> TASK OBJECTIVE
Would you please output the lines from the one holding "the man standing" to the end of the entries, exactly and with no others?

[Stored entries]
BEGIN
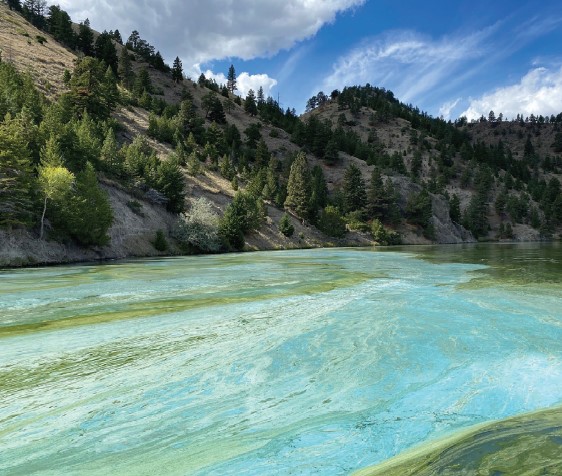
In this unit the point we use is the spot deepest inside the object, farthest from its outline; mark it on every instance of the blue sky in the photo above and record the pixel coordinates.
(449, 58)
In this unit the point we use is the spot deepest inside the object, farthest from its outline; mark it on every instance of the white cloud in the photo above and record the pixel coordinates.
(199, 31)
(244, 81)
(447, 107)
(538, 92)
(409, 64)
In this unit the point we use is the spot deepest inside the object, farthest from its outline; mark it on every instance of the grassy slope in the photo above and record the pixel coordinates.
(47, 62)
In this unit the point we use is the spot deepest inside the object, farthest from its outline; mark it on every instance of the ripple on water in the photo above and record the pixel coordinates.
(319, 361)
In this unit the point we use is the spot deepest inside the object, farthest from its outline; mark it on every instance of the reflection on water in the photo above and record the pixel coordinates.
(313, 361)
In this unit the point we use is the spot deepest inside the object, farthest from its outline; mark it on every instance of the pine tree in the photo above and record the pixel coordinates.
(262, 154)
(110, 158)
(171, 183)
(85, 38)
(16, 179)
(89, 214)
(260, 97)
(354, 193)
(104, 50)
(125, 69)
(299, 187)
(177, 71)
(319, 196)
(376, 200)
(231, 80)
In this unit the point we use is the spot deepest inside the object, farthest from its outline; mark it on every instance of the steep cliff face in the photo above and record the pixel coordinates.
(132, 234)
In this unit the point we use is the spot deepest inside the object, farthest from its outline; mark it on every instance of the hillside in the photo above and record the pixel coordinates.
(157, 144)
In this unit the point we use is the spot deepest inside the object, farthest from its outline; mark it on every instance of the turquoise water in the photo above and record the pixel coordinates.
(300, 362)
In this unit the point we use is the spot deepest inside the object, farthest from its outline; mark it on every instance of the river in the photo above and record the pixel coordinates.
(291, 362)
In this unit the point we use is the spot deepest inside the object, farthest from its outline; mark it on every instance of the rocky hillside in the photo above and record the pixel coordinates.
(428, 171)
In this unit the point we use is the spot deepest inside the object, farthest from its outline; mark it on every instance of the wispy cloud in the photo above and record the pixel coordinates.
(410, 64)
(538, 92)
(447, 107)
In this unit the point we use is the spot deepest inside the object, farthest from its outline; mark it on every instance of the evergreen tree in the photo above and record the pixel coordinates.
(60, 26)
(177, 71)
(244, 214)
(455, 208)
(16, 178)
(85, 38)
(354, 193)
(89, 214)
(171, 183)
(110, 159)
(104, 50)
(125, 69)
(299, 187)
(231, 79)
(261, 97)
(319, 196)
(285, 225)
(91, 90)
(262, 154)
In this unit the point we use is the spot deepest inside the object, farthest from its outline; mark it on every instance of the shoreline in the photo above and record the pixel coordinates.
(88, 257)
(430, 457)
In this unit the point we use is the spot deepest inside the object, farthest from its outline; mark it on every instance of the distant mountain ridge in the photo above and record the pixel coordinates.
(379, 170)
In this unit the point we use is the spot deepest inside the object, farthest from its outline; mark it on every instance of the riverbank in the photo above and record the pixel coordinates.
(523, 444)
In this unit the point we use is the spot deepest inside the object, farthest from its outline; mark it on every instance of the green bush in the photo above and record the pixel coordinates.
(199, 228)
(285, 225)
(244, 214)
(331, 222)
(160, 243)
(382, 235)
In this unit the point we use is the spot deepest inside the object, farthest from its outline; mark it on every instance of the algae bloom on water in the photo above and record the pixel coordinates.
(296, 362)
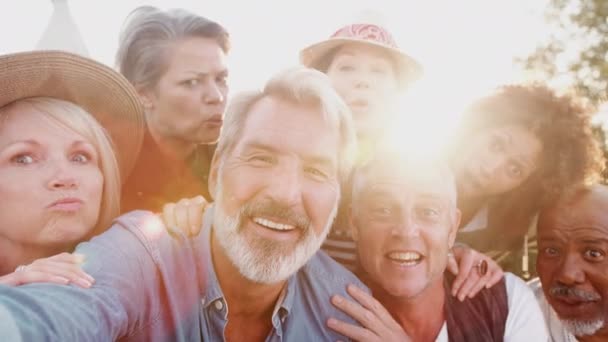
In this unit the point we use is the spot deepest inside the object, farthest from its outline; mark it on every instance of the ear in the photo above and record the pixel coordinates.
(213, 174)
(147, 98)
(351, 222)
(455, 223)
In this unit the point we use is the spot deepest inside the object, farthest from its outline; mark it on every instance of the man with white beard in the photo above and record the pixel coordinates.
(254, 273)
(573, 266)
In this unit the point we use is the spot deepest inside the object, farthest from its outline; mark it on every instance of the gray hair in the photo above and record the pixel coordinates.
(299, 85)
(147, 36)
(390, 159)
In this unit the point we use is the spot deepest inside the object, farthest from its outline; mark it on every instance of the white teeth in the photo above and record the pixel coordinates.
(405, 257)
(272, 225)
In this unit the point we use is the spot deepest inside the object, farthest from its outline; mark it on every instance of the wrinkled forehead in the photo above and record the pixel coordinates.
(586, 209)
(417, 178)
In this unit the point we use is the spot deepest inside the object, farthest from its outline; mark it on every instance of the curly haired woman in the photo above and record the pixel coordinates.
(517, 149)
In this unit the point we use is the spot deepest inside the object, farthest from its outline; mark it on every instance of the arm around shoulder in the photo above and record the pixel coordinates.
(116, 305)
(525, 321)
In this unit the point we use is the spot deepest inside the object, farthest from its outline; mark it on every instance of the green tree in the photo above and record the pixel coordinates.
(577, 49)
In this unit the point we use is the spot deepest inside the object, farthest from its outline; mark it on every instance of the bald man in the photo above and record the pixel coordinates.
(573, 266)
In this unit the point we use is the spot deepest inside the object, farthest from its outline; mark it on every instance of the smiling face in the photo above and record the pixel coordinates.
(497, 160)
(277, 190)
(404, 223)
(366, 79)
(50, 181)
(573, 260)
(189, 100)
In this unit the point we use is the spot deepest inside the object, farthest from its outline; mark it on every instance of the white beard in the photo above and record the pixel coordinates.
(583, 328)
(261, 260)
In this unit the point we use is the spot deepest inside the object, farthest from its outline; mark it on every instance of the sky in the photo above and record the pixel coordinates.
(467, 47)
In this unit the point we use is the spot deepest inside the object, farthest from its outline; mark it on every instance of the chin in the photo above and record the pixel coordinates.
(403, 290)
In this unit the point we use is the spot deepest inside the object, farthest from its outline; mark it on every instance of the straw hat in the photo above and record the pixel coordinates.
(408, 68)
(98, 89)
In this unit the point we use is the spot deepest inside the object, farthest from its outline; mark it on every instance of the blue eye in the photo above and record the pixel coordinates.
(315, 172)
(24, 159)
(551, 251)
(81, 158)
(191, 82)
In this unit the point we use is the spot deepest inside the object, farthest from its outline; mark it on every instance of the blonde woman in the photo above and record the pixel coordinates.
(59, 175)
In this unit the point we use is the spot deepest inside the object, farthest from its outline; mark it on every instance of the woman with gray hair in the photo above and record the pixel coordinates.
(177, 62)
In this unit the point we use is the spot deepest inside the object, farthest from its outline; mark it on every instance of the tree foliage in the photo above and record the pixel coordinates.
(577, 49)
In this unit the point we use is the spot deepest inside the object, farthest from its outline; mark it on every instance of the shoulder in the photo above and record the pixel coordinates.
(138, 235)
(518, 291)
(317, 281)
(525, 318)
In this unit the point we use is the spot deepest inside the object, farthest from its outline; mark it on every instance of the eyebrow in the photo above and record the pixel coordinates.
(33, 142)
(223, 72)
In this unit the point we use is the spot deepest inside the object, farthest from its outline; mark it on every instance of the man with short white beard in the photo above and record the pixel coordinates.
(253, 274)
(573, 266)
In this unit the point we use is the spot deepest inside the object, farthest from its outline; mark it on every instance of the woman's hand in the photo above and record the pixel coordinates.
(62, 268)
(377, 324)
(468, 266)
(185, 216)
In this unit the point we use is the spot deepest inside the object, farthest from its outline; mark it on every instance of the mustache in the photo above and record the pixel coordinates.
(276, 210)
(570, 292)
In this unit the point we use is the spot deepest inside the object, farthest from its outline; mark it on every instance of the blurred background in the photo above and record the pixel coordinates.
(467, 47)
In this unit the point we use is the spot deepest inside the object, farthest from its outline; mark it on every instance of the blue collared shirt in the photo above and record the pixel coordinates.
(151, 286)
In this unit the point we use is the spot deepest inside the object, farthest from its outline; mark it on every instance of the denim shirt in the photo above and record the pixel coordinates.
(150, 286)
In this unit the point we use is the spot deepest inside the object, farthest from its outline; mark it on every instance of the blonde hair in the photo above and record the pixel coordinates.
(299, 85)
(148, 35)
(80, 121)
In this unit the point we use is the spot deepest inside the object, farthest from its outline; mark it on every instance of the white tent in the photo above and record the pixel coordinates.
(61, 32)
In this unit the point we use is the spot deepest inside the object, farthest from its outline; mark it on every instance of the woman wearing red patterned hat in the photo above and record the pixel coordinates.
(368, 70)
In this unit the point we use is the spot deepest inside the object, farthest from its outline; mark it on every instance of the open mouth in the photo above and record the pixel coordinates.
(408, 258)
(276, 226)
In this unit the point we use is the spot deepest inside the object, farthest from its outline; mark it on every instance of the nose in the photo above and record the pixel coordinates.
(570, 272)
(285, 186)
(213, 94)
(62, 177)
(490, 166)
(406, 227)
(361, 80)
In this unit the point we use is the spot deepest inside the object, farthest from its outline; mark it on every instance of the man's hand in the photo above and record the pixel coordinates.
(62, 268)
(376, 322)
(186, 215)
(464, 263)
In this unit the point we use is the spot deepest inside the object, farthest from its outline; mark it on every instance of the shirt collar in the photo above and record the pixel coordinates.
(213, 290)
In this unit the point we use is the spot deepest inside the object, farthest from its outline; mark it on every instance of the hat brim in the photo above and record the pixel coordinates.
(409, 70)
(98, 89)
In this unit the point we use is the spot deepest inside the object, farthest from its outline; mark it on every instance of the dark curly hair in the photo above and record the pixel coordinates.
(570, 157)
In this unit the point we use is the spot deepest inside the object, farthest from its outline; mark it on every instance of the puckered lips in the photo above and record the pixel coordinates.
(359, 104)
(66, 205)
(215, 121)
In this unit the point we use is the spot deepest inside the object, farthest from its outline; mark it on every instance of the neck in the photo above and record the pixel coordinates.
(243, 296)
(171, 147)
(600, 336)
(13, 254)
(468, 207)
(420, 316)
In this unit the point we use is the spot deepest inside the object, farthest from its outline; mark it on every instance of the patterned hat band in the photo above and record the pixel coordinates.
(367, 32)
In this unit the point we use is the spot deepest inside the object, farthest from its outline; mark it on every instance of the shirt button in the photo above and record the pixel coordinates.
(219, 305)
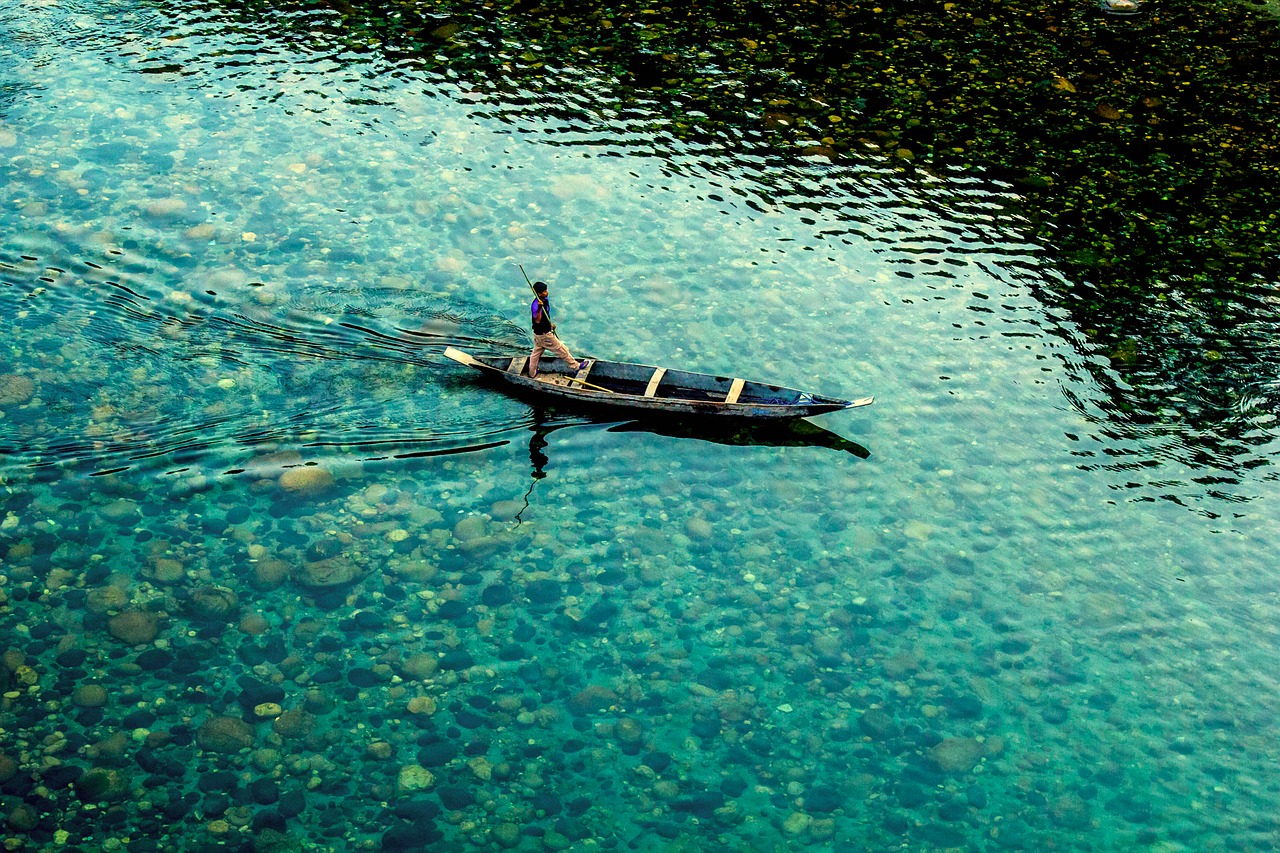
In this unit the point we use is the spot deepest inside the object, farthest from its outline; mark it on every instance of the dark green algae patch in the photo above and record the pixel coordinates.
(1144, 150)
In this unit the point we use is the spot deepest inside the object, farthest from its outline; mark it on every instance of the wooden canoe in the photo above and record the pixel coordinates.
(654, 389)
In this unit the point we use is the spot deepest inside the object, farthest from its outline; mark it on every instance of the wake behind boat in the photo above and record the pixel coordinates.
(656, 389)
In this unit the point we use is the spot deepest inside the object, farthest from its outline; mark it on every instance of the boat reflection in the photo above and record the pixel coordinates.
(790, 433)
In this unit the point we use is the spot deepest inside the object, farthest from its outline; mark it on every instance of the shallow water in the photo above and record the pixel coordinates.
(338, 594)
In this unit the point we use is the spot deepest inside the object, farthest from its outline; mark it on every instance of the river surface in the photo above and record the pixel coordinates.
(278, 575)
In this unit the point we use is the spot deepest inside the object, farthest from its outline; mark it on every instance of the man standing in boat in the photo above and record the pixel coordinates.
(544, 332)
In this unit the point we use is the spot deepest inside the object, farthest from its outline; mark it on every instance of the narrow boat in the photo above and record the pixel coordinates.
(654, 389)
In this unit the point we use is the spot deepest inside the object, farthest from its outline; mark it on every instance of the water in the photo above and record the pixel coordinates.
(275, 573)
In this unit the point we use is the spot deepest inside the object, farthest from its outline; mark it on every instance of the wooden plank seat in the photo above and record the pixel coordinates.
(735, 391)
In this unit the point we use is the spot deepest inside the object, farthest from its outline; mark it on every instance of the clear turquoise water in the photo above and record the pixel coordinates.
END
> RESPONSE BELOW
In this unit the point we use is the spot deepest inside the object, farthest from its outline; mark it on every instance of the man standing in boat in the photo above and record the pixel coordinates.
(544, 332)
In this unit the point we use is the spot deepest inside the object, farthest from its outline; mark it on every instance of the narrow boat in the photo above and record the pixel coordinates.
(654, 389)
In this unit the point we use is the spot deepest inside the object, farthest from its outline; mark it on every instance of the water in the photo above and record the pixel coordinates.
(275, 573)
In this unit the point we use is the spot deepest inside the object, farthest from its outline; mark it on every instance of the wooden plank seat in the photo above and record the pixel coordinates.
(735, 391)
In this unit the point we use is the spot deepest inside the object, farthest from its outline; mark it on every instance of the clear turquoise water in the photo above and record the pixel coordinates.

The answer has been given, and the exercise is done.